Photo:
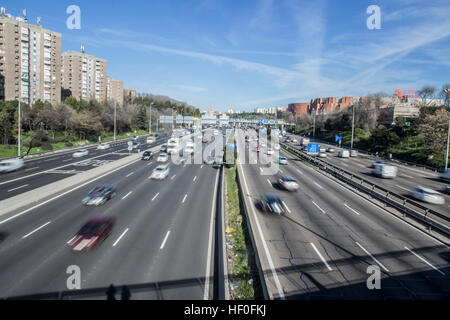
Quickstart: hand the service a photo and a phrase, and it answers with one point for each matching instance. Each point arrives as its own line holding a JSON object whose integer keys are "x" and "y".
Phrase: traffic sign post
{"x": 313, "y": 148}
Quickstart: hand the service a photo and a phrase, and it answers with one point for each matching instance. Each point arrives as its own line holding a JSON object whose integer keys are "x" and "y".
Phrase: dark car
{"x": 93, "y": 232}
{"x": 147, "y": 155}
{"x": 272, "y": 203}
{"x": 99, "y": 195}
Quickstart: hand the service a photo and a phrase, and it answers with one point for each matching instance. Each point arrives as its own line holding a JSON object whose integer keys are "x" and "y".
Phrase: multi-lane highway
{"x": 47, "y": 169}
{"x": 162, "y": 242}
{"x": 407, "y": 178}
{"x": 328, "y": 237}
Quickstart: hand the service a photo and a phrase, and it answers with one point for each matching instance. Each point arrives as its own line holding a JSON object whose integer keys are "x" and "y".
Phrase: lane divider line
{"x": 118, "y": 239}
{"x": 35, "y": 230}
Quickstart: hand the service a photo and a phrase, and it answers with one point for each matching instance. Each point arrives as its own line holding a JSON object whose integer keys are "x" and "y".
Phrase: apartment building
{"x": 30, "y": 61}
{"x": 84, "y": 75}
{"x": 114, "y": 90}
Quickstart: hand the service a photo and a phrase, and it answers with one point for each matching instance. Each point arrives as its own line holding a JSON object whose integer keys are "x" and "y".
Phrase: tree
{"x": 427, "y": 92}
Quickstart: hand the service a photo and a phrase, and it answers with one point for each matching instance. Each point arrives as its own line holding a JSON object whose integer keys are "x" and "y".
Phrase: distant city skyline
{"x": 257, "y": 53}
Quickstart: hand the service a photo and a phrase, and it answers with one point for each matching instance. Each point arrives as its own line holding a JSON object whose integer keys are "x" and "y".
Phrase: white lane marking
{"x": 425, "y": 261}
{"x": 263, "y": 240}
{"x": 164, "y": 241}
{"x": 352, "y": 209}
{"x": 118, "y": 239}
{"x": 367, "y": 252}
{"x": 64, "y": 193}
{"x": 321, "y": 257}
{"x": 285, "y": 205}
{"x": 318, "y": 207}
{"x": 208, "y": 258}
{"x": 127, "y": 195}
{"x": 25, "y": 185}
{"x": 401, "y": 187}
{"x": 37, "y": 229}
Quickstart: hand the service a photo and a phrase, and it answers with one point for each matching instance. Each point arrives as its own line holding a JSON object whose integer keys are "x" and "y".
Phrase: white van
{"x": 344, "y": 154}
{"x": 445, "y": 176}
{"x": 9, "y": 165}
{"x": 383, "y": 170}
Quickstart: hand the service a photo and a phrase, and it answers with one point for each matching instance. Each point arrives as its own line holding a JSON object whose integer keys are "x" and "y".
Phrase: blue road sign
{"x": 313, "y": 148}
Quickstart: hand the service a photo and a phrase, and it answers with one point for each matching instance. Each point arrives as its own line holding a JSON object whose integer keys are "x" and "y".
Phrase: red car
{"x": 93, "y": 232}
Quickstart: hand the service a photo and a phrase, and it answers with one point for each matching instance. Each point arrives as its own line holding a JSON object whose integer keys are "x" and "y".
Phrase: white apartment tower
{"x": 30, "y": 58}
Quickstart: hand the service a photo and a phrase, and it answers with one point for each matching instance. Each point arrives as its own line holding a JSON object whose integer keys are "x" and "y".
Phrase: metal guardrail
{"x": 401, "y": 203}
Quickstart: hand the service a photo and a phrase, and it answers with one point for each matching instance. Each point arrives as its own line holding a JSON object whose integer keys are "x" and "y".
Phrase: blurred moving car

...

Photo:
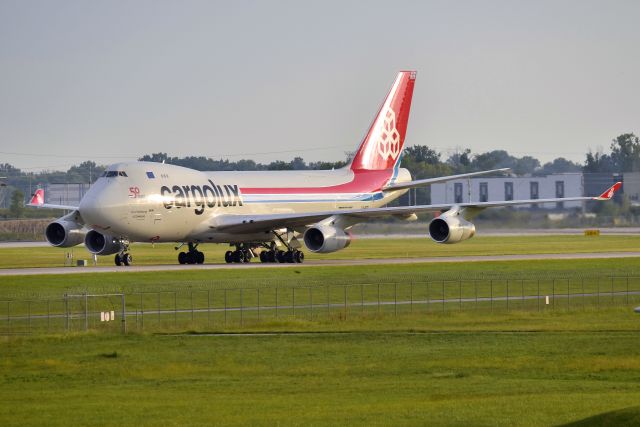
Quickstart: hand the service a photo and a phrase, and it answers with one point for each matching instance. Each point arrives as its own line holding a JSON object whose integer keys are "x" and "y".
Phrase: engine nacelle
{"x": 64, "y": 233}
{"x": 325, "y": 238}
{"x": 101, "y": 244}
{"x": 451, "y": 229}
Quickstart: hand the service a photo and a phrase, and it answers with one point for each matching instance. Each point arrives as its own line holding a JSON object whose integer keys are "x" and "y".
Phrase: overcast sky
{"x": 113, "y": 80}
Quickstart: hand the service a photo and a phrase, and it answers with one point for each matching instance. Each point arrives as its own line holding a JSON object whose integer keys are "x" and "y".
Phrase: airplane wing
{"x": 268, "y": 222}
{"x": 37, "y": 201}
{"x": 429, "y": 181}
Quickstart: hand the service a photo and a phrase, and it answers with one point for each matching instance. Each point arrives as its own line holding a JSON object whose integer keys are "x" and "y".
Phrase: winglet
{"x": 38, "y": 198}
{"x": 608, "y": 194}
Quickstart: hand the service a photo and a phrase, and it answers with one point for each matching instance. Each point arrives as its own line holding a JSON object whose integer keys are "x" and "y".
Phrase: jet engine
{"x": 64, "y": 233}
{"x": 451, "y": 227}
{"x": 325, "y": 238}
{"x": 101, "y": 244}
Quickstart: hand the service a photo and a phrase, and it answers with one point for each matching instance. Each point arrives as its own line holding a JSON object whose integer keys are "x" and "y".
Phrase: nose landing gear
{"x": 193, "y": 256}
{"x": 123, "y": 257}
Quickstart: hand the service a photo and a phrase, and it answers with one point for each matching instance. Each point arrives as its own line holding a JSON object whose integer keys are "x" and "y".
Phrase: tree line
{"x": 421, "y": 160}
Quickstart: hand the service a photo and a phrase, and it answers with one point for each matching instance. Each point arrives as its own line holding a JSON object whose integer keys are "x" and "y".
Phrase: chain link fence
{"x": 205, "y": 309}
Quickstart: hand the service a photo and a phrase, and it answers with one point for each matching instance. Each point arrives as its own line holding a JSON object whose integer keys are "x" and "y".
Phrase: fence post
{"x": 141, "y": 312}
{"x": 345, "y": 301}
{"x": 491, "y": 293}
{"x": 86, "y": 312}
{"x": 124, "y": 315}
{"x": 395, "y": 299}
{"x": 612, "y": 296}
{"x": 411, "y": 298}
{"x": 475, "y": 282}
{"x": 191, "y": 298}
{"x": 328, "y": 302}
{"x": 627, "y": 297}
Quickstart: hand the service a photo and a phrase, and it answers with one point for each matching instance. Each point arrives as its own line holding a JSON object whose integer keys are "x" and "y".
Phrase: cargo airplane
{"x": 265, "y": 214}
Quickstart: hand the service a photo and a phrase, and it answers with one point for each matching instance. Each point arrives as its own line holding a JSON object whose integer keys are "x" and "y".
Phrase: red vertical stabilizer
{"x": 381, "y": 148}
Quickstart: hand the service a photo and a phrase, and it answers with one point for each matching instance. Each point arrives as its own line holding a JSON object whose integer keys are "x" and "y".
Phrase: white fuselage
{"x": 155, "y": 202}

**What the task asks**. Beginning with the line above that contains "Phrase: white van", copy each line exactly up to and including the line that contains "Phrase: blurred moving car", and go no further.

**Response to this task**.
Phrase: white van
{"x": 344, "y": 154}
{"x": 445, "y": 176}
{"x": 9, "y": 165}
{"x": 383, "y": 170}
Quickstart: hand the service a photo and a phrase, and it answers with one point for each matching instance. Each point arrives as its own line holding a JSON object whose integer keys are "x" and "y".
Phrase: blue road sign
{"x": 313, "y": 148}
Quickstart: hand the service a photo and a phrase, and it answers with one point for each matching instance. Each point arrives as its own line holding a JSON object whose integer keys are "x" and "y".
Phrase: red car
{"x": 93, "y": 232}
Quickstart: hand the service a photo and a phrase, and it answers with one point for each matching instance. Each point arrives as its own line holding a JSON object whose integer keys are "x" and "y".
Phrase: white apartment tower
{"x": 30, "y": 58}
Quickstart: hand the service a photo and a phrase, and it answers with one point for each matching instance. Each point arrives as its own line holding a JSON object whose integer keys are "x" and "y".
Phrase: metal guardrail
{"x": 401, "y": 203}
Quickstart: hand the service a photo and a phrase, and it answers with one point for each matching instance. Each point arrives as its own line holding a JSON object whose integer keys are "x" and "y".
Phrase: blurred moving car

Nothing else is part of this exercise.